• Supplied information:
────────────────────

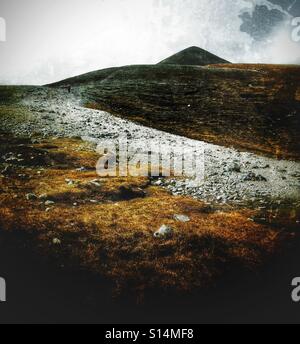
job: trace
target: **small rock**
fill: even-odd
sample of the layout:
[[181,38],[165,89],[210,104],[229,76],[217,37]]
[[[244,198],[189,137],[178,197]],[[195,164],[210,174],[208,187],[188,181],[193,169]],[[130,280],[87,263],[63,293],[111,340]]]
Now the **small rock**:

────────────────────

• Exercise aim: Each line from the one containing "fill: even-odd" to the end of the listing above must be printed exactly, and no other line may appear.

• Task response:
fill: even-odd
sample of the layout:
[[181,38],[165,89],[210,104],[229,76],[217,37]]
[[[244,198],[189,137],[178,197]],[[195,164],[210,174],[208,187],[188,181],[193,169]],[[130,280],[87,263],[63,293],[111,340]]]
Now the **small rock**:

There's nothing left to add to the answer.